(Saved entries)
--*--
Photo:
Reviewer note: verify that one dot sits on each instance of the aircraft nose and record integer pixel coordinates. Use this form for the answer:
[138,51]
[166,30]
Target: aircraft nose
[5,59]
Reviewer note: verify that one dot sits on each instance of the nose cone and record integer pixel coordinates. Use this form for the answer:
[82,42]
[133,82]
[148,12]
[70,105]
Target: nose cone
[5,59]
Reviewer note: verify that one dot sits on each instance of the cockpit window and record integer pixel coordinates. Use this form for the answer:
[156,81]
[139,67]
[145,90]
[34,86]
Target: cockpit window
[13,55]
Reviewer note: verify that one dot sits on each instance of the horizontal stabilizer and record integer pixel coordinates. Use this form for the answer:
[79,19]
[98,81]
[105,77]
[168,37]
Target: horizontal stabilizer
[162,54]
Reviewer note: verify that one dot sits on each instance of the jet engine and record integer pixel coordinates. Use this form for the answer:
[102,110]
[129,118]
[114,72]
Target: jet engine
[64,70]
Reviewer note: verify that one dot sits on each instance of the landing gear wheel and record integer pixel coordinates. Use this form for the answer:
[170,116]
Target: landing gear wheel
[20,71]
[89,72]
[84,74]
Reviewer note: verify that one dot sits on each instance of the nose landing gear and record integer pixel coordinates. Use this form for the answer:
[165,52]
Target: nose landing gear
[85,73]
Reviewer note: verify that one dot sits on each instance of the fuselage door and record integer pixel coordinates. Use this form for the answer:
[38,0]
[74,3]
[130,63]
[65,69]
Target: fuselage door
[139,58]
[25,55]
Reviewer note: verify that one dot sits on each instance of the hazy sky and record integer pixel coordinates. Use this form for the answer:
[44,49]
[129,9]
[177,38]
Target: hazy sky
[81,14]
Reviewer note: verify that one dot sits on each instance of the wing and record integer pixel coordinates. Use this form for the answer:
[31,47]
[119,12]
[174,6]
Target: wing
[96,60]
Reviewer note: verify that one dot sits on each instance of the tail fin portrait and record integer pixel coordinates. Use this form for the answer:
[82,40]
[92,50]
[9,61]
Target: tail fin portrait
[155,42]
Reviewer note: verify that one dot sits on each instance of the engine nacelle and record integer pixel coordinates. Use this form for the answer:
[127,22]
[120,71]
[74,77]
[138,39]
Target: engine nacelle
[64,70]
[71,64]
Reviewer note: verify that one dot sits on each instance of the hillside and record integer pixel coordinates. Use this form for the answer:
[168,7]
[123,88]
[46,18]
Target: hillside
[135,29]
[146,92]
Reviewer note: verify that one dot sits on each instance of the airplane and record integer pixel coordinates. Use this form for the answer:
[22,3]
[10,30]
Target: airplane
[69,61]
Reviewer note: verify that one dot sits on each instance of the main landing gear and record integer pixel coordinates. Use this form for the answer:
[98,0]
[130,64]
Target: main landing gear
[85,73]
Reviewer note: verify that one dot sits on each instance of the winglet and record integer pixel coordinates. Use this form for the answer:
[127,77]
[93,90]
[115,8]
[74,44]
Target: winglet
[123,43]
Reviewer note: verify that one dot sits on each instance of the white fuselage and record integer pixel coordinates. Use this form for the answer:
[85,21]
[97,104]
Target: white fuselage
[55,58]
--*--
Exactly as they appear above, print all the entries.

__REPLY__.
Photo:
Reviewer note: verify that one dot sits on each instance of the aircraft nose and record integer pixel coordinates. Use this form for the answer:
[138,51]
[166,30]
Target: aircraft nose
[5,59]
Reviewer note: verify that one dot sits on each instance of the nose cone and record integer pixel coordinates. Use this form for the answer:
[82,42]
[133,82]
[148,12]
[70,105]
Target: nose cone
[5,59]
Reviewer note: verify that one dot sits on each instance of the cockpit window and record integer pixel coordinates. Use this form for the answer:
[156,81]
[139,67]
[145,90]
[34,86]
Target: cockpit window
[13,55]
Reviewer note: verify that one dot sits on each instance of the horizontal stabilizer and record integer pixel coordinates. Use this form for the answer:
[79,19]
[98,81]
[105,77]
[168,37]
Target: horizontal stabilizer
[162,54]
Reviewer note: verify that one dot sits on each instance of the jet engine and record integer pixel coordinates. Use this form for the answer:
[102,110]
[129,118]
[114,72]
Target: jet engine
[64,70]
Reviewer note: verify that one dot sits on each instance of the landing gear wheel and record integer pixel coordinates. Use this form for the answer:
[170,116]
Target: landing gear wheel
[20,71]
[89,72]
[84,74]
Reviewer note: verify that one dot sits on each instance of the nose landing gear and record integer pixel coordinates. Use this form for the answer:
[165,52]
Target: nose landing gear
[85,73]
Reviewer note: verify that one dot sits on each instance of the fuselage door and record integer pixel coordinates. Use this form for the answer:
[38,0]
[74,3]
[130,63]
[65,69]
Target: fuselage door
[139,58]
[25,55]
Reviewer note: verify that one dot sits on each instance of the hazy sky and record integer pixel coordinates. Use this form for the answer:
[44,49]
[129,9]
[177,38]
Target: hazy sky
[81,14]
Reviewer note: verify that one dot sits on each instance of the wing and record integer pixel coordinates. Use this form for the answer:
[31,47]
[119,12]
[174,6]
Target: wing
[96,60]
Reviewer note: verify that one dot sits on each instance of the tail fin portrait and record integer pixel coordinates. Use this form for the answer:
[82,40]
[92,50]
[9,61]
Target: tail fin portrait
[155,42]
Reviewer note: verify that one dot sits on each instance of the engine nacelle and record integer pixel coordinates. Use this form for the answer:
[127,22]
[120,71]
[74,77]
[138,39]
Target: engine nacelle
[64,70]
[71,64]
Reviewer note: verify that one dot sits on each instance of the hillside and record integer pixel coordinates. Use this form for the answer:
[168,7]
[123,88]
[46,18]
Target: hillside
[135,29]
[146,92]
Reviewer note: verify that one dot sits on each instance of the airplane and record integer pixel coordinates. Use this form for the answer:
[22,3]
[10,30]
Target: airplane
[69,61]
Reviewer note: verify that one dot sits on each instance of the main landing gear and record integer pixel coordinates. Use this form for the answer:
[98,0]
[130,64]
Target: main landing gear
[85,73]
Reviewer note: verify that one dot sits on each instance of the winglet and record integer pixel coordinates. Use this form for the answer:
[127,77]
[93,90]
[115,8]
[74,44]
Target: winglet
[123,43]
Reviewer note: verify that one dot sits on each instance of the white fuselage and record integer pixel coordinates. Use this form for the answer:
[85,21]
[97,104]
Target: white fuselage
[55,58]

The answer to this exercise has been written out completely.